# in JOE die Parameter -xmx256m -xrs hinzufügen



## Helgefan (23. Jun 2006)

Hallo!
Ich kriegs absolut nicht hin, in JOE die Parameter -xmx256m und -xrs zum Laufen zu kriegen. Wie kann ich das da einstellen?
Außerdem finde ich es merkwürdig, dass nach dem Start einer Anwendung folgender Speicher zur Verfügung steht:

Runtime.getRuntime().maxMemory() -> 66650112
das ist ja normal, 64MB

Runtime.getRuntime().freeMemory() -> 1916720
nicht mal 2MB davon kann ich benutzen???  :shock:  

Runtime.getRuntime().totalMemory() -> 2031616
wo liegt hier der Unterschied zu maxMemory, bis auf dasses viel weniger ist?

Hoffe ihr wisst weiter,
Helgefan


----------



## Lim_Dul (23. Jun 2006)

freeMemory() gibt zurück, wieviel freier Speicher von dem Speicher, den die VM bis jetzt reserviert hat, frei ist.

Sollte der Speicher ausgehen, alloziert die VM weiteren Speicher, bis sie am Limit angekommen ist.


----------



## Helgefan (25. Jun 2006)

Ach so, verstehe.
Aber wie kann ich die Parameter nun in Joe benutzen?  :cry:


----------

▶ **Einträge**
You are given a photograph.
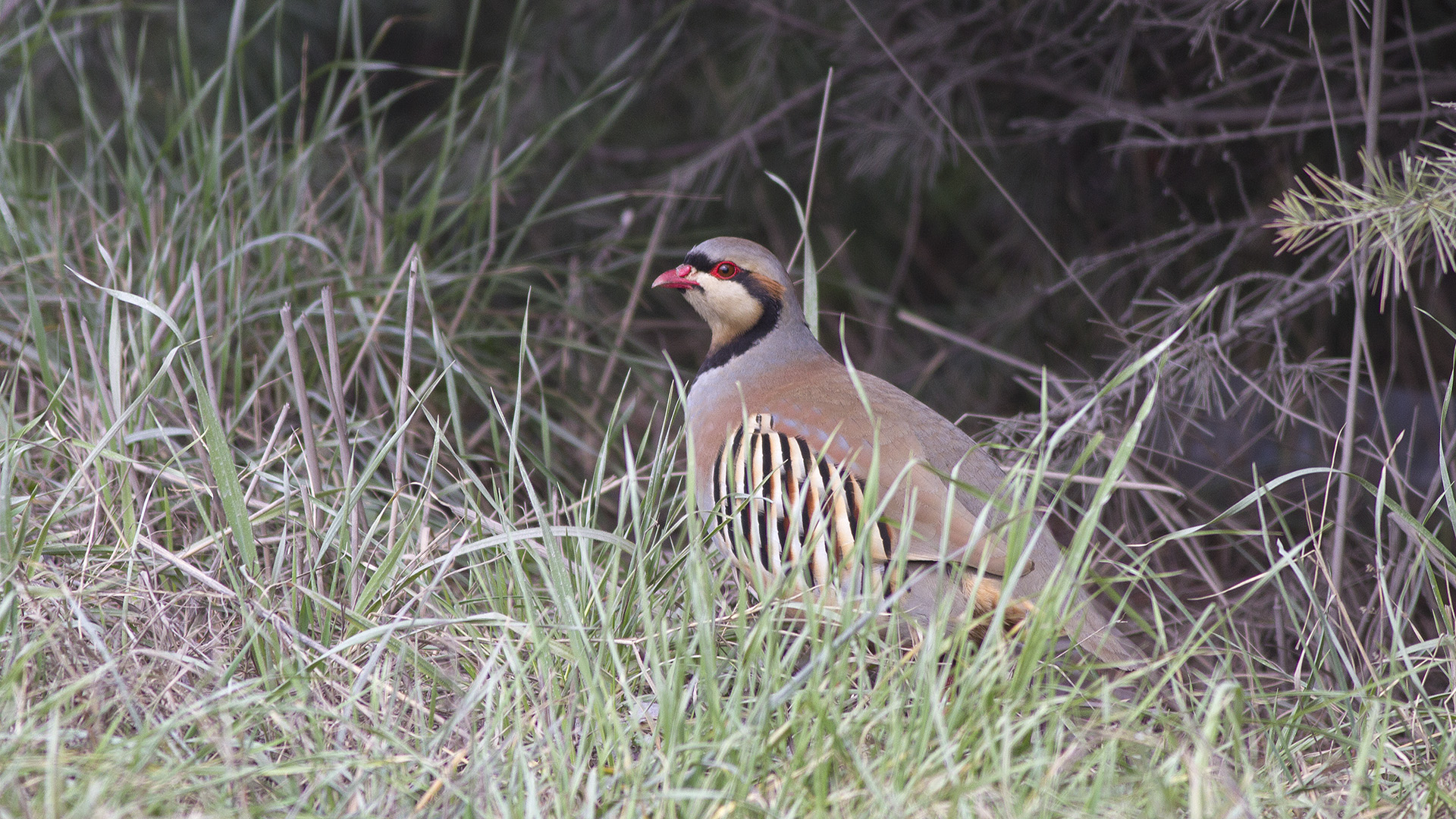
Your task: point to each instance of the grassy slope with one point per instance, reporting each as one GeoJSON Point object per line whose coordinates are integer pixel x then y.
{"type": "Point", "coordinates": [482, 591]}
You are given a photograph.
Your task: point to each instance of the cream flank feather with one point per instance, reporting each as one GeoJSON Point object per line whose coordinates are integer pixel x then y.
{"type": "Point", "coordinates": [785, 447]}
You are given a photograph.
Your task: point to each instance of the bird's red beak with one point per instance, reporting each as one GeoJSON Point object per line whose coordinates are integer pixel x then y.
{"type": "Point", "coordinates": [676, 279]}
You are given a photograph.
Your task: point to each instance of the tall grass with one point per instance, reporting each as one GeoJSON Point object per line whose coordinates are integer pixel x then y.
{"type": "Point", "coordinates": [322, 497]}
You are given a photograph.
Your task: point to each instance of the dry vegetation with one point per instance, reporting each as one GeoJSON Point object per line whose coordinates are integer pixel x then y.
{"type": "Point", "coordinates": [343, 469]}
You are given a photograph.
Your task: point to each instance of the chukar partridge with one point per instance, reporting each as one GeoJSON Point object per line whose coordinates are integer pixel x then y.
{"type": "Point", "coordinates": [785, 453]}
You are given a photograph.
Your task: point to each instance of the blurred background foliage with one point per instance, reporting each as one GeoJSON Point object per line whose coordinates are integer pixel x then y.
{"type": "Point", "coordinates": [561, 153]}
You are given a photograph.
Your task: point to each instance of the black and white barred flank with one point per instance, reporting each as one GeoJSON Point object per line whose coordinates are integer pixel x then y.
{"type": "Point", "coordinates": [788, 509]}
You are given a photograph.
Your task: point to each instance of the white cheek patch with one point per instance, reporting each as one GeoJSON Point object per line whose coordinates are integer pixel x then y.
{"type": "Point", "coordinates": [726, 306]}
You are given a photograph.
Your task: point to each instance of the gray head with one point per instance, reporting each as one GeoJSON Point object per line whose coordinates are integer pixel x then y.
{"type": "Point", "coordinates": [740, 289]}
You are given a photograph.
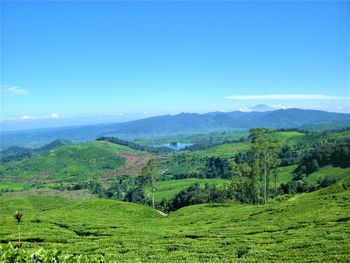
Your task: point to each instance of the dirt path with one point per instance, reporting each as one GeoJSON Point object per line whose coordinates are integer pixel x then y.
{"type": "Point", "coordinates": [132, 166]}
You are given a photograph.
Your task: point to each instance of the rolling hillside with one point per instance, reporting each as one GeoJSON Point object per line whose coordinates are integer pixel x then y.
{"type": "Point", "coordinates": [69, 164]}
{"type": "Point", "coordinates": [182, 124]}
{"type": "Point", "coordinates": [308, 227]}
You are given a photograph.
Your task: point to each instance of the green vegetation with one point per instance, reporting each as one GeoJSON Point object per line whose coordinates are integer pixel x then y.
{"type": "Point", "coordinates": [309, 227]}
{"type": "Point", "coordinates": [168, 189]}
{"type": "Point", "coordinates": [66, 164]}
{"type": "Point", "coordinates": [331, 172]}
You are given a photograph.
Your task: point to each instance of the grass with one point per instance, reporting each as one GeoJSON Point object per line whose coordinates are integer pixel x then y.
{"type": "Point", "coordinates": [72, 163]}
{"type": "Point", "coordinates": [336, 173]}
{"type": "Point", "coordinates": [168, 189]}
{"type": "Point", "coordinates": [309, 227]}
{"type": "Point", "coordinates": [284, 175]}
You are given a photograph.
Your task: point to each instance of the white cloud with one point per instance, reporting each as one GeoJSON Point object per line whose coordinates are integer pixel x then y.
{"type": "Point", "coordinates": [285, 97]}
{"type": "Point", "coordinates": [29, 117]}
{"type": "Point", "coordinates": [13, 90]}
{"type": "Point", "coordinates": [41, 117]}
{"type": "Point", "coordinates": [55, 116]}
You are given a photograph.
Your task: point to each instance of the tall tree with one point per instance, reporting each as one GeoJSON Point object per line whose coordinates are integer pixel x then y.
{"type": "Point", "coordinates": [150, 171]}
{"type": "Point", "coordinates": [266, 151]}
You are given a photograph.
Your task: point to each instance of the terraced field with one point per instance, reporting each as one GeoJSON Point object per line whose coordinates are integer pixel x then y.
{"type": "Point", "coordinates": [309, 227]}
{"type": "Point", "coordinates": [70, 164]}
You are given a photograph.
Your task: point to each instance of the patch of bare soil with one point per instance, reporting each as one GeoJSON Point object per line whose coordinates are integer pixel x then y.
{"type": "Point", "coordinates": [132, 166]}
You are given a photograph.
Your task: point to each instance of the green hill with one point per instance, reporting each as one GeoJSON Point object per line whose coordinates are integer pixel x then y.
{"type": "Point", "coordinates": [308, 227]}
{"type": "Point", "coordinates": [71, 163]}
{"type": "Point", "coordinates": [168, 189]}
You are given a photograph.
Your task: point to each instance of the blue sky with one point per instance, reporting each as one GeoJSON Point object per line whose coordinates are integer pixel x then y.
{"type": "Point", "coordinates": [129, 59]}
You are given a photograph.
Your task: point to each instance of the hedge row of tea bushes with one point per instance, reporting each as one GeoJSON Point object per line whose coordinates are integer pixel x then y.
{"type": "Point", "coordinates": [11, 254]}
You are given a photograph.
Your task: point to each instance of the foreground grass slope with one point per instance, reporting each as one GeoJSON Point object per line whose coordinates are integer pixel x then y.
{"type": "Point", "coordinates": [309, 227]}
{"type": "Point", "coordinates": [73, 163]}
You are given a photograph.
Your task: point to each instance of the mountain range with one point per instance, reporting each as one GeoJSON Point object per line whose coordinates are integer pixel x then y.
{"type": "Point", "coordinates": [184, 124]}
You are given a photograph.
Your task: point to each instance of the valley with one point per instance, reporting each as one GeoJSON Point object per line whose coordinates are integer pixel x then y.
{"type": "Point", "coordinates": [94, 198]}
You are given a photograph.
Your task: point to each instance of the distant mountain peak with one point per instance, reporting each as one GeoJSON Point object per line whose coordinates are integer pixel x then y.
{"type": "Point", "coordinates": [262, 108]}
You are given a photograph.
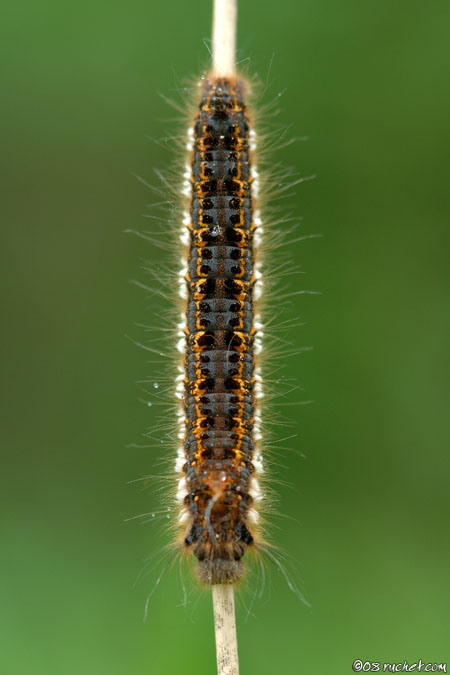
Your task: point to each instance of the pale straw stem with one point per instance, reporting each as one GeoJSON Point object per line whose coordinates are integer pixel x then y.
{"type": "Point", "coordinates": [225, 628]}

▶ **Ziel**
Tippe aus dem Forumsthread über JOE den Abschnitt ab, der bei „## Lim_Dul (23.“ beginnt und bei „Limit angekommen ist.“ endet. Die Einträge stammen aus einer anderen Quelle.

▶ **Die Antwort**
## Lim_Dul (23. Jun 2006)

freeMemory() gibt zurück, wieviel freier Speicher von dem Speicher, den die VM bis jetzt reserviert hat, frei ist.

Sollte der Speicher ausgehen, alloziert die VM weiteren Speicher, bis sie am Limit angekommen ist.